* Trecho do documento *
↓↓↓
Douglas Matricarde
Não que antes vivíamos num paraíso, mas o Golpe de 1964 promoveu um período de falso progresso, censura e muita repressão no Brasil, tendo como principais alvos os LGBTs, além de estudantes, artistas, negros, militantes e pensadores que eram frequentemente associados à vadiagem e malandragem. As perseguições feitas aos que se opunham ou aos que não faziam parte do padrão estabelecido foram incalculáveis e deixaram resquícios no país até os dias de hoje. Em 1987, instaurou-se em São Paulo uma operação policial que pretendia localizar e prender travestis que se prostituíam nas ruas da cidade. Essa caça às bruxas moderna ficou conhecida por Operação Tarântula e – apesar de ter sido suspensa pouco tempo depois – vários relatos de travestis sendo assassinadas “misteriosamente” a tiros continuam sem explicação até hoje.
↑↑↑
* Os dados *
↓↓↓
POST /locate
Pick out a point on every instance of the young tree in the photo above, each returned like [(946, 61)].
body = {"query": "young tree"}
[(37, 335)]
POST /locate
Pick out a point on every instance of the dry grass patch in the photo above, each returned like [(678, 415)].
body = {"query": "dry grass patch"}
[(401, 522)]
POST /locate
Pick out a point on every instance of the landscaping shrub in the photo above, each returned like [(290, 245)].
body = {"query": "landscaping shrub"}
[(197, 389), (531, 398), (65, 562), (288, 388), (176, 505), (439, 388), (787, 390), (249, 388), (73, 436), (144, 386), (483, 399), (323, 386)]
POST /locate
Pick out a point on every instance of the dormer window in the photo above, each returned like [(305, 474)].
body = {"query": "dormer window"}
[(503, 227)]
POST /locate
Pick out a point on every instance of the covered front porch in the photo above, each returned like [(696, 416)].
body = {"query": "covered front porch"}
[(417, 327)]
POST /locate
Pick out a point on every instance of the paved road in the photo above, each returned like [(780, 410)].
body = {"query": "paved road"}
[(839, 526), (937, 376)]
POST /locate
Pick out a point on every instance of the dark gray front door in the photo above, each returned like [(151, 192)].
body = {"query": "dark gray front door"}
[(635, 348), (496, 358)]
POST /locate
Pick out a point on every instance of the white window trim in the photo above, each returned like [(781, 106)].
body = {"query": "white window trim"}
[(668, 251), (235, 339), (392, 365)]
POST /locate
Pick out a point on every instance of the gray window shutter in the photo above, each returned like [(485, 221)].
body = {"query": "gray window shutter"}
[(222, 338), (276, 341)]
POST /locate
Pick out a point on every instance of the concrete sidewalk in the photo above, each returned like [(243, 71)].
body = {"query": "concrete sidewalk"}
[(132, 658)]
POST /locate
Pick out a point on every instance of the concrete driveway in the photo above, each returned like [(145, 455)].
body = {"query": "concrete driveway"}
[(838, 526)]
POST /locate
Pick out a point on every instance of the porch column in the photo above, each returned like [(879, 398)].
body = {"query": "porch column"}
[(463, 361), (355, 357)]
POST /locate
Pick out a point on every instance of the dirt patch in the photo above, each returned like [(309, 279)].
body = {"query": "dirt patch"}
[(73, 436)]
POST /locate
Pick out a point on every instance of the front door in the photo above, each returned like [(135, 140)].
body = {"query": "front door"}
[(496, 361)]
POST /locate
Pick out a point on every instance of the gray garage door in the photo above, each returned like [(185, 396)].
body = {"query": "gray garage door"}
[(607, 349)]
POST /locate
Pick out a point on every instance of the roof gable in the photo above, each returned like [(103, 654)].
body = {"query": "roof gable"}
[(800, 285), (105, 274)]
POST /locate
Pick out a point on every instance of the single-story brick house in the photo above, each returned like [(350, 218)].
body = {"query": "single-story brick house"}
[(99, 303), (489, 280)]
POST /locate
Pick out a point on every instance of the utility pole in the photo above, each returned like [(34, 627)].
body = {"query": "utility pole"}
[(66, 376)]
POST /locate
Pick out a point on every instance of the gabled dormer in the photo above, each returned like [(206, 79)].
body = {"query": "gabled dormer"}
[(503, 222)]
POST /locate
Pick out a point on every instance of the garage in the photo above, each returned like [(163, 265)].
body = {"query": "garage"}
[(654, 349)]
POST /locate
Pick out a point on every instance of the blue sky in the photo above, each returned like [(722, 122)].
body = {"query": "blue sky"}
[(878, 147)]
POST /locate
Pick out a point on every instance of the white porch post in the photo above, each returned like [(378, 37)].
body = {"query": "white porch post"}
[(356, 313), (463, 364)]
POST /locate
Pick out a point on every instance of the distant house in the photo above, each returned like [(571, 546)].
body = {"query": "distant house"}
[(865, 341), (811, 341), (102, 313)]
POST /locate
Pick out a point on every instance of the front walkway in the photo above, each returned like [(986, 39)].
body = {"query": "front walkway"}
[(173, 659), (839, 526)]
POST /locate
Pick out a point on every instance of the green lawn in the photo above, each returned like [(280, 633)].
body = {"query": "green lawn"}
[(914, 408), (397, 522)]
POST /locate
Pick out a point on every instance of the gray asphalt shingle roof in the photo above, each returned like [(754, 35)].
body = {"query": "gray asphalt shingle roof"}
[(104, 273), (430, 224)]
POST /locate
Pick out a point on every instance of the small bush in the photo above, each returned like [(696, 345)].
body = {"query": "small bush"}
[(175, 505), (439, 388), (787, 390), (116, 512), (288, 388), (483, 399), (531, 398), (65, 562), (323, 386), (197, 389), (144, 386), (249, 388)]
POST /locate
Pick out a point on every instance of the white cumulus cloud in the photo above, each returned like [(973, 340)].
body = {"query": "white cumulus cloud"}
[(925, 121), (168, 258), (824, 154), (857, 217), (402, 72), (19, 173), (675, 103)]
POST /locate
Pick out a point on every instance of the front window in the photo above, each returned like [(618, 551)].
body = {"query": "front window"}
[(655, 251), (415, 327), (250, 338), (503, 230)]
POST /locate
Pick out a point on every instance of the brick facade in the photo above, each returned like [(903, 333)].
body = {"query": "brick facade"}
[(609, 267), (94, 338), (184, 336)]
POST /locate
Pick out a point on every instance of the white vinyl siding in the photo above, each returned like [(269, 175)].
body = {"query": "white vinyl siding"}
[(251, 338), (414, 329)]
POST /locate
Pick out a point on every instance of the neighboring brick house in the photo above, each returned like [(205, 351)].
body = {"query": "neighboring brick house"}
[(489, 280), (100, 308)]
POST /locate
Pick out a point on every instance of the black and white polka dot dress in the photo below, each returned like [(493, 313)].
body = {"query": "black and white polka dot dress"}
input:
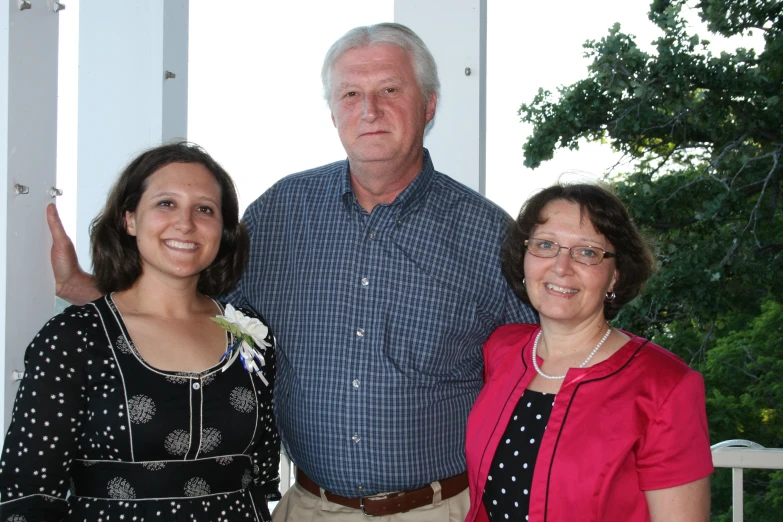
[(130, 442), (507, 492)]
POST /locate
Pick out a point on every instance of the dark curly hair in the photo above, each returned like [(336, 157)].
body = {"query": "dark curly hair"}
[(635, 260), (115, 256)]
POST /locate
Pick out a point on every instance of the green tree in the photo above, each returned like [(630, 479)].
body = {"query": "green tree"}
[(706, 135)]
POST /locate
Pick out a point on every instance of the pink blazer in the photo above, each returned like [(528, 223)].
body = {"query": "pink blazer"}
[(631, 423)]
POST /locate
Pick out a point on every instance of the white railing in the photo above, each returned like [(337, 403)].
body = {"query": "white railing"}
[(740, 455)]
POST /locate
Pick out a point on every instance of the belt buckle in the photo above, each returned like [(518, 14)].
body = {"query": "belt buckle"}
[(361, 505)]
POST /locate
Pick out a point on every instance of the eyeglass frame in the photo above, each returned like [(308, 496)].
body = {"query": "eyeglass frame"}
[(606, 255)]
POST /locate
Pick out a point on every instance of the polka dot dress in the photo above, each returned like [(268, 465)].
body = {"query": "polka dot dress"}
[(507, 491), (129, 442)]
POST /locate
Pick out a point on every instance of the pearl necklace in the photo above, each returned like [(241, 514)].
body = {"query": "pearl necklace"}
[(556, 377)]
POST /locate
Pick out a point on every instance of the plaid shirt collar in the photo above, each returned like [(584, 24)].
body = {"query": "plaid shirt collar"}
[(406, 200)]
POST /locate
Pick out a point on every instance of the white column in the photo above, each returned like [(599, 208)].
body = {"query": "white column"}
[(28, 159), (455, 32), (133, 81)]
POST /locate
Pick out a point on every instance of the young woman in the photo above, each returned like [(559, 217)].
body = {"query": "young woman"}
[(127, 403), (578, 420)]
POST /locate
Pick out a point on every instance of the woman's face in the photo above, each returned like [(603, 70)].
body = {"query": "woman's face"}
[(178, 222), (560, 288)]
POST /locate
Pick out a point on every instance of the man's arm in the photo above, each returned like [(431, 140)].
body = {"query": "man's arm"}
[(71, 282)]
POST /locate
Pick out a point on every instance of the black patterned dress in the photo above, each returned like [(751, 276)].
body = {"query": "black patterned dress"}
[(130, 442)]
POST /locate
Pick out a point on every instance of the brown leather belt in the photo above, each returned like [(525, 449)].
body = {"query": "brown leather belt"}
[(391, 503)]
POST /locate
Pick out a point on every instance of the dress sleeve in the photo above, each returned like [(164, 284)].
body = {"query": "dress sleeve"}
[(46, 424), (266, 453), (676, 448)]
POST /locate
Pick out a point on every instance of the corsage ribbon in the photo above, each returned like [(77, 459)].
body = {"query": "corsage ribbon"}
[(250, 334)]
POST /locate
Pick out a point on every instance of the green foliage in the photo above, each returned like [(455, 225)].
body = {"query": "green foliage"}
[(706, 136)]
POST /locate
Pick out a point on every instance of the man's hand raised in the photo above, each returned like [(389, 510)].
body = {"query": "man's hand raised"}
[(71, 282)]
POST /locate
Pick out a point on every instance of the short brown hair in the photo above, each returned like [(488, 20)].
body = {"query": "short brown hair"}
[(608, 215), (115, 256)]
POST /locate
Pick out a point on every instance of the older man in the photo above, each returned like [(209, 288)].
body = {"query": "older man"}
[(381, 278)]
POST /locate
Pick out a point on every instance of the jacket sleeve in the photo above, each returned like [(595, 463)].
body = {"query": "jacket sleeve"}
[(46, 425), (675, 450)]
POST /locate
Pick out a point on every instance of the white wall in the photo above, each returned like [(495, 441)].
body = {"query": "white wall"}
[(455, 32), (28, 148), (126, 104)]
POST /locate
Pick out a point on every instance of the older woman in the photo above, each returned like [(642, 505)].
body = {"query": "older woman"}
[(578, 420), (129, 409)]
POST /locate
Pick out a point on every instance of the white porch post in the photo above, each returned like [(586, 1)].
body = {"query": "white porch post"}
[(28, 151), (133, 85), (456, 33)]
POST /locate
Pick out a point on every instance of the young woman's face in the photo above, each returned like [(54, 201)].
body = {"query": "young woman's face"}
[(178, 222)]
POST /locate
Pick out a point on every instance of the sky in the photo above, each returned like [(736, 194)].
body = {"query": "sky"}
[(255, 99)]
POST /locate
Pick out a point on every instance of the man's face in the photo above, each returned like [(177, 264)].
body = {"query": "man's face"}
[(377, 105)]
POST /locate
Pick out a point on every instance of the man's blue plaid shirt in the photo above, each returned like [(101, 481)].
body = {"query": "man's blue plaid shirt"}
[(380, 318)]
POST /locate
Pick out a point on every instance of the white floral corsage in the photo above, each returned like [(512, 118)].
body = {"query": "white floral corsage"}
[(251, 343)]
↑↑↑
* Instruções *
1 – Responda com base no texto sobre a repressão no Brasil:
(a) Além dos LGBTs, que grupos o texto aponta como alvos do período iniciado com o Golpe de 1964?
(b) Em que ano e em que cidade foi instaurada a operação policial para localizar e prender travestis?
(c) Por que nome essa operação ficou conhecida?
2 – Transcreva do texto sobre a repressão no Brasil o trecho que começa nas palavras "Douglas Matricarde" e termina depois das palavras "explicação até hoje.".

* Respostas por tarefa *
1 –
(a) Estudantes, artistas, negros, militantes e pensadores.
(b) Em 1987, em São Paulo.
(c) Operação Tarântula.

2 –
Douglas Matricarde
Não que antes vivíamos num paraíso, mas o Golpe de 1964 promoveu um período de falso progresso, censura e muita repressão no Brasil, tendo como principais alvos os LGBTs, além de estudantes, artistas, negros, militantes e pensadores que eram frequentemente associados à vadiagem e malandragem. As perseguições feitas aos que se opunham ou aos que não faziam parte do padrão estabelecido foram incalculáveis e deixaram resquícios no país até os dias de hoje. Em 1987, instaurou-se em São Paulo uma operação policial que pretendia localizar e prender travestis que se prostituíam nas ruas da cidade. Essa caça às bruxas moderna ficou conhecida por Operação Tarântula e – apesar de ter sido suspensa pouco tempo depois – vários relatos de travestis sendo assassinadas “misteriosamente” a tiros continuam sem explicação até hoje.